■ Aim of the task
Copy everything from the line containing "of the ocean" down to the end of the entries below, with both ends included and nothing altered.

Object position labeling entries:
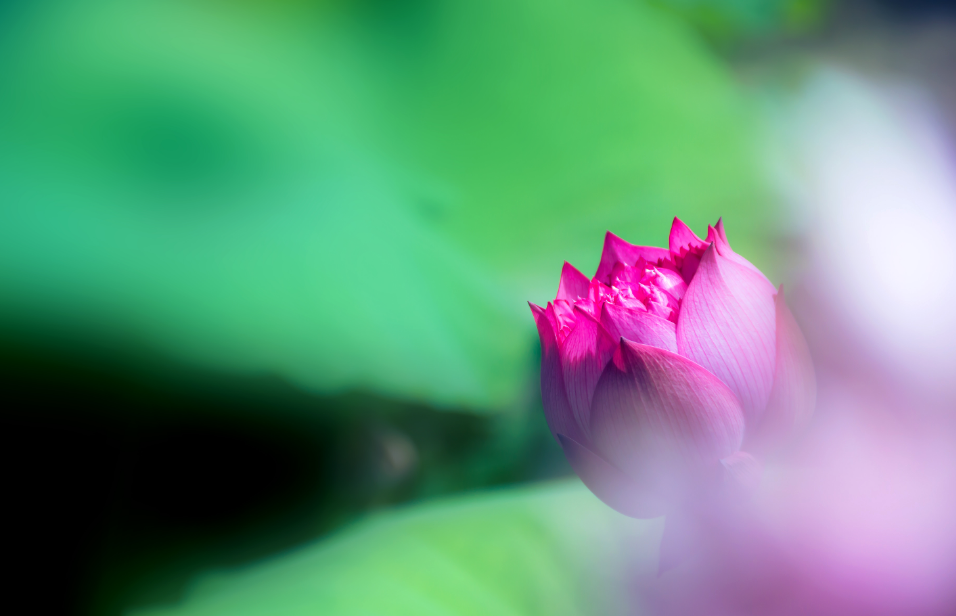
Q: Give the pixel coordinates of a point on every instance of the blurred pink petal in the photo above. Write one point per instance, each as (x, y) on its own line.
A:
(609, 484)
(727, 325)
(639, 326)
(741, 474)
(794, 392)
(656, 415)
(584, 353)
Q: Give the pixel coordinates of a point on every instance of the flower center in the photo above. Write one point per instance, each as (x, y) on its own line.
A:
(642, 287)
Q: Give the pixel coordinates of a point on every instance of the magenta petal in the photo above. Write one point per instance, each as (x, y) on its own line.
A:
(794, 392)
(609, 484)
(574, 285)
(639, 326)
(617, 251)
(554, 398)
(656, 415)
(727, 324)
(584, 353)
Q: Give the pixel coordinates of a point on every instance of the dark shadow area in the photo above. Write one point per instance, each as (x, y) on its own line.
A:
(125, 479)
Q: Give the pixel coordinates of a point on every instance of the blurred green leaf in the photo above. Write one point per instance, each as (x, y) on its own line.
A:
(727, 21)
(356, 194)
(550, 550)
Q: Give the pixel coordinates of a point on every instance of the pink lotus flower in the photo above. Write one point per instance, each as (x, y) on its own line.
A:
(660, 370)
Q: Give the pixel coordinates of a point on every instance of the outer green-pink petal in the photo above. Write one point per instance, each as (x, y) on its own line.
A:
(727, 324)
(554, 398)
(574, 285)
(639, 326)
(657, 415)
(584, 353)
(608, 483)
(794, 392)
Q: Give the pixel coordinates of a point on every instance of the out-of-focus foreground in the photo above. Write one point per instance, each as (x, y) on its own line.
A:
(263, 271)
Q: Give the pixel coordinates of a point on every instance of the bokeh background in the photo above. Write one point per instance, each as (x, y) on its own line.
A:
(264, 345)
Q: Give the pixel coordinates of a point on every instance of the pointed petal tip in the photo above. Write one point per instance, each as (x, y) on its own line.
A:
(573, 284)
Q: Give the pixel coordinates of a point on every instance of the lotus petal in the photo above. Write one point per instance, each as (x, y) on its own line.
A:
(718, 236)
(639, 326)
(554, 398)
(741, 474)
(617, 250)
(657, 415)
(574, 285)
(794, 391)
(686, 247)
(584, 353)
(727, 325)
(609, 484)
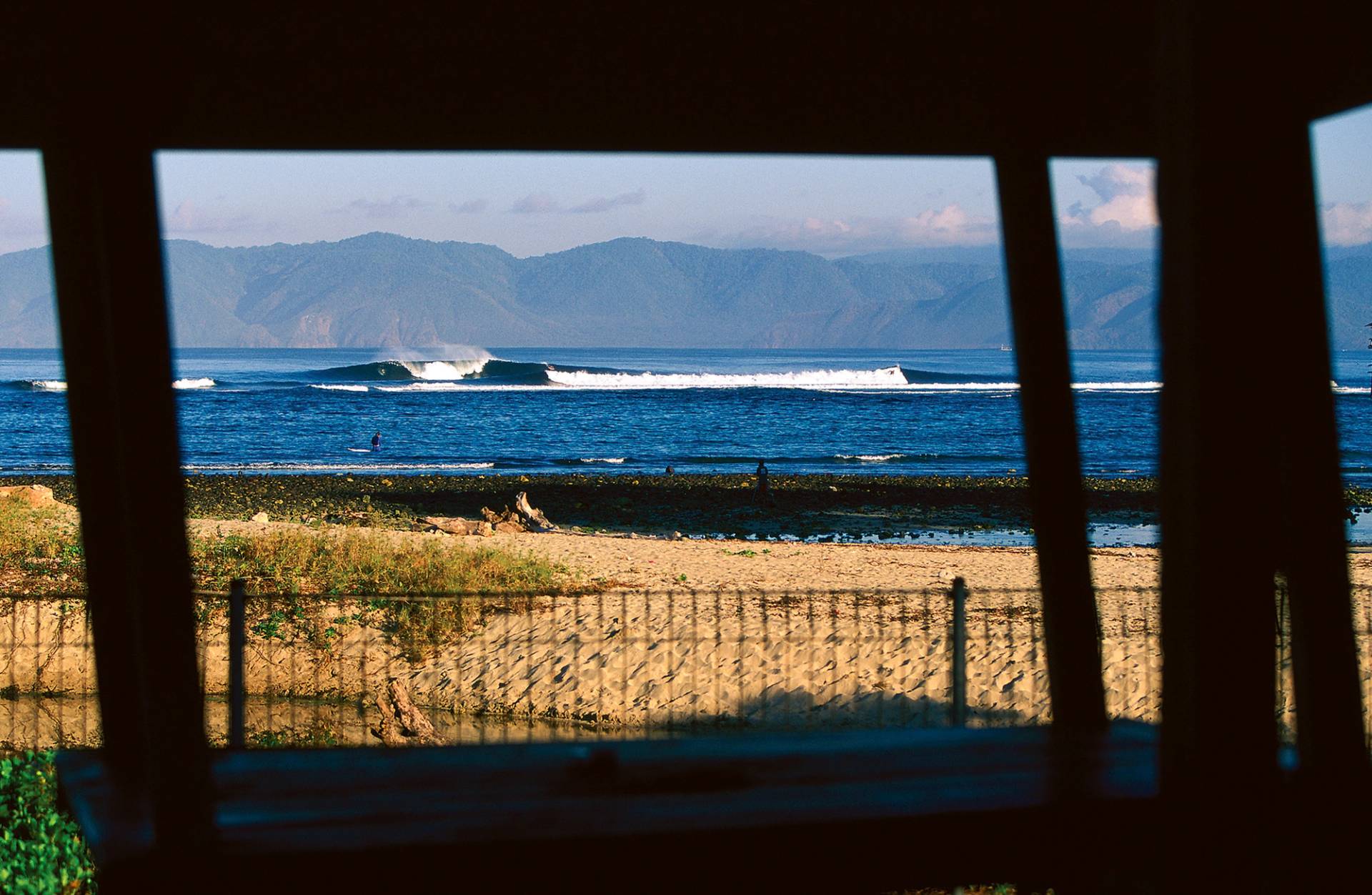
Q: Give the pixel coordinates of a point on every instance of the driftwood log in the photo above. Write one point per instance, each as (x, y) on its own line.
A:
(523, 518)
(454, 525)
(401, 723)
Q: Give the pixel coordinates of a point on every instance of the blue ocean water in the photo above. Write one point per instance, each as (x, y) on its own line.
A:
(469, 411)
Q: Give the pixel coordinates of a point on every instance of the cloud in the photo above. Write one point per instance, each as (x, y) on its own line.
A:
(393, 207)
(189, 219)
(601, 204)
(545, 204)
(950, 225)
(1127, 206)
(1348, 223)
(535, 204)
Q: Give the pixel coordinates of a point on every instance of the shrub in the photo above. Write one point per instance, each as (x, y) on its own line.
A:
(40, 847)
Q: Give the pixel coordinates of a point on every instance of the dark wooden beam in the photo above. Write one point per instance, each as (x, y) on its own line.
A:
(107, 262)
(1050, 425)
(1313, 553)
(1226, 320)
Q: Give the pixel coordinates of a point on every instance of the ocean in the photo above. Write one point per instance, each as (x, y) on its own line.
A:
(523, 411)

■ Task result
Q: Give the pixel coordinates of a point on every instance of the ocean in the photo above. Write one point per instance, each as (x, y) on its own line.
A:
(523, 411)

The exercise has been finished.